GOAL
Lay out the lines of the data below as a Markdown table with two columns, "No." for the row number and "Text" for the line, skipping blank lines. Leave the pictures out of the table.

Data from a source
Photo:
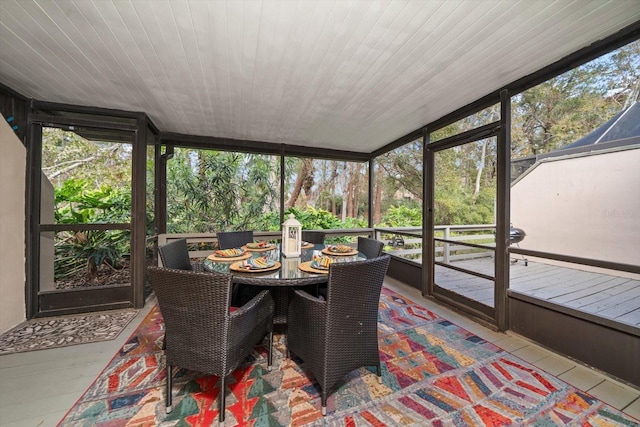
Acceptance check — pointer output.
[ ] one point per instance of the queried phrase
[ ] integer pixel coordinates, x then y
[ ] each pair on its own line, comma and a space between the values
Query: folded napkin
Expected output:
340, 248
321, 262
229, 252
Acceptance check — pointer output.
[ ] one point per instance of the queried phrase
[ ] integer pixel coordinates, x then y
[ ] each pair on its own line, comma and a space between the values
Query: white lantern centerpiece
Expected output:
291, 237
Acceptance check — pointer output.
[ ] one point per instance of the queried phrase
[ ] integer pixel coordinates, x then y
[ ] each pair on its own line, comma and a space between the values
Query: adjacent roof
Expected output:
624, 125
348, 75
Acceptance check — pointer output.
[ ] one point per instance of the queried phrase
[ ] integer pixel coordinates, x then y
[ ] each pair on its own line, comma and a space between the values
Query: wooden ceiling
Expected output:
345, 75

EXERCISE SOLUTION
| No. | Text |
|---|---|
| 1 | Photo: |
| 2 | Acceptance check — pointer output. |
| 3 | [ ] one point per instance of the queried phrase |
| 4 | [ ] integer pixel coordinates, x then y |
| 5 | [ ] each pair on its own line, comma and a space between the values |
| 6 | Query: folded napkin |
| 7 | Expected output: |
| 8 | 340, 248 |
| 9 | 321, 262 |
| 10 | 229, 252 |
| 11 | Acceptance check — pointer output. |
| 12 | [ ] one point per instance of the queried phrase |
| 13 | [ ] integer pixel coordinates, x then y |
| 14 | [ ] each pair on its own line, comma and a space between the values |
| 15 | Query: white lantern centerpiece |
| 16 | Expected output: |
| 17 | 291, 237 |
| 18 | Acceptance check — pointer output. |
| 19 | [ ] one point per instance of the queried phrase |
| 20 | [ ] integer pixel coordinates, x then y |
| 21 | [ ] each pair on its own line, comma and a space between the values |
| 22 | Query: adjacent roof |
| 23 | Expected output: |
| 24 | 624, 125 |
| 25 | 348, 75 |
| 26 | Acceptance check — pointer output. |
| 27 | [ ] one point per instance of the queried phrase |
| 28 | [ ] integer pixel coordinates, x then y |
| 29 | [ ] each pair on its own line, comma and a space between the values |
| 30 | Query: wooden ceiling |
| 31 | Expected output: |
| 32 | 345, 75 |